• **本文**:

2016-03-20

【週俳2月の俳句・川柳を読む】「叫び」よりも「声」は怖い  小池康生

【週俳2月の俳句・川柳を読む】
「叫び」よりも「声」は怖い

小池康生


◆中村 遥 『光る魚』   

絵襖の金ンこぼすかに鳥鳴いて

「絵襖の金ンこぼすかに」は、「鳥鳴いて」にかかってくる。
分かるようで分からなくて、魅力的だ。
鳥が鳴くことによって、絵襖の金がときどきこぼれてくるかのようにも思える。黄金溢れる絵襖なのだろうし、金をそそのかすような鳴き声なのだろう。


◆水草生ふ 『篠塚雅世』

福豆を打つや遠くへ近くへと

鬼は遠くに近くにいると。福は遠くにいるのか、近くにいるのかと。

雪洞の生絹のくすみ水草生ふ

生絹が灯りを取り囲む手燭。くすみとは汚れではなく、生絹越しの灯りのニュアンスと受け止める。それと水の変化の取り合わせは、生成される春の途上に妙に合う。


◆下楠絵里 『待ち人』

イヤホンの無音を聞きて雪の町

イヤホンを耳に嵌めてはいるが、プレイボタンの押されていない状態だろうか。雪の中、音を消しつつもイヤホンを耳にしている独特の「無音」の中にいるのだ。それは雪の中の無音と、オフ状態のイヤホンの無音の、二重の無音の中。あまりにも内面的な世界。そういう精神状態が表題を作るのだろうか。

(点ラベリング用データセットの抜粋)
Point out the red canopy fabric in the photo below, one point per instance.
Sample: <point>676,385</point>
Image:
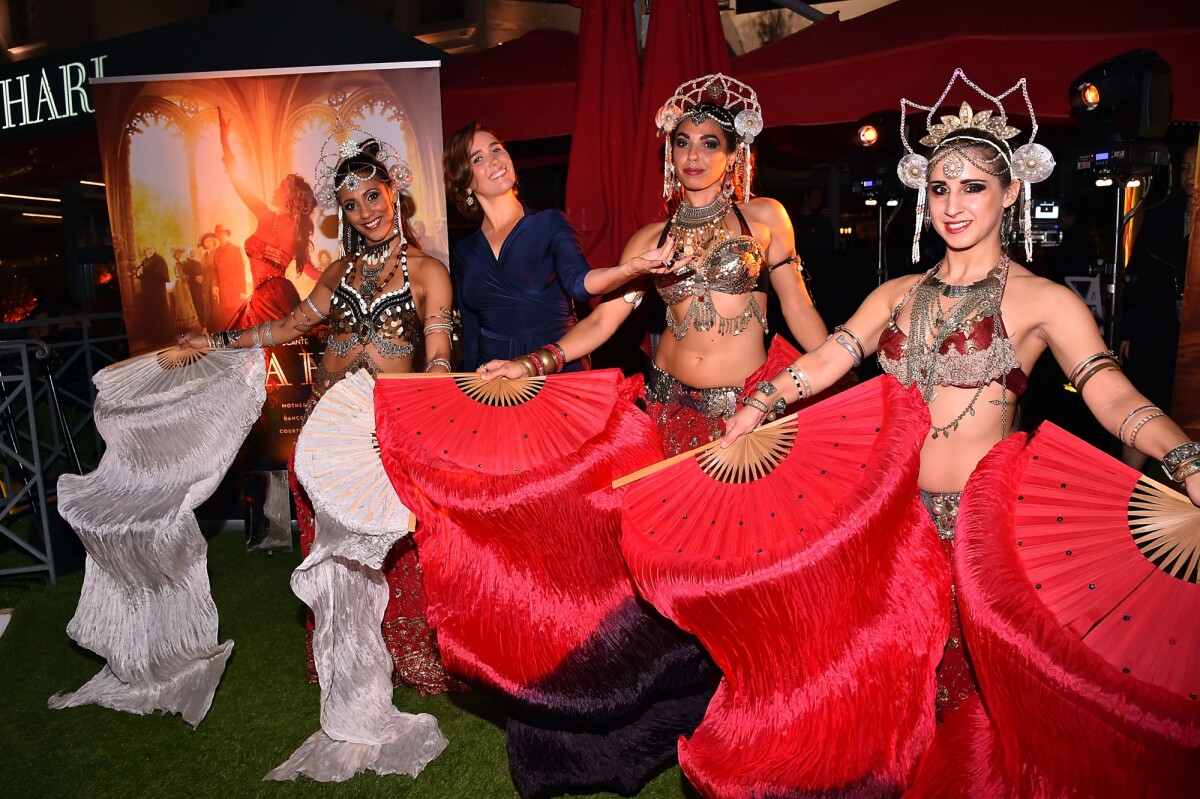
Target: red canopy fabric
<point>684,41</point>
<point>838,71</point>
<point>525,89</point>
<point>604,126</point>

• **課題**:
1/ 本文にある一文「分かるようで分からなくて、魅力的だ。」を英語に訳せ。
2/ 本文の「分かるようで分からなくて、魅力的だ。」から「成される春の途上に妙に合う。」までを一字も変えずに書き写せ。

• **各課題の解答**:
1/ It seems understandable and yet it isn't, and that makes it captivating.

2/
分かるようで分からなくて、魅力的だ。
鳥が鳴くことによって、絵襖の金がときどきこぼれてくるかのようにも思える。黄金溢れる絵襖なのだろうし、金をそそのかすような鳴き声なのだろう。


◆水草生ふ 『篠塚雅世』

福豆を打つや遠くへ近くへと

鬼は遠くに近くにいると。福は遠くにいるのか、近くにいるのかと。

雪洞の生絹のくすみ水草生ふ

生絹が灯りを取り囲む手燭。くすみとは汚れではなく、生絹越しの灯りのニュアンスと受け止める。それと水の変化の取り合わせは、生成される春の途上に妙に合う。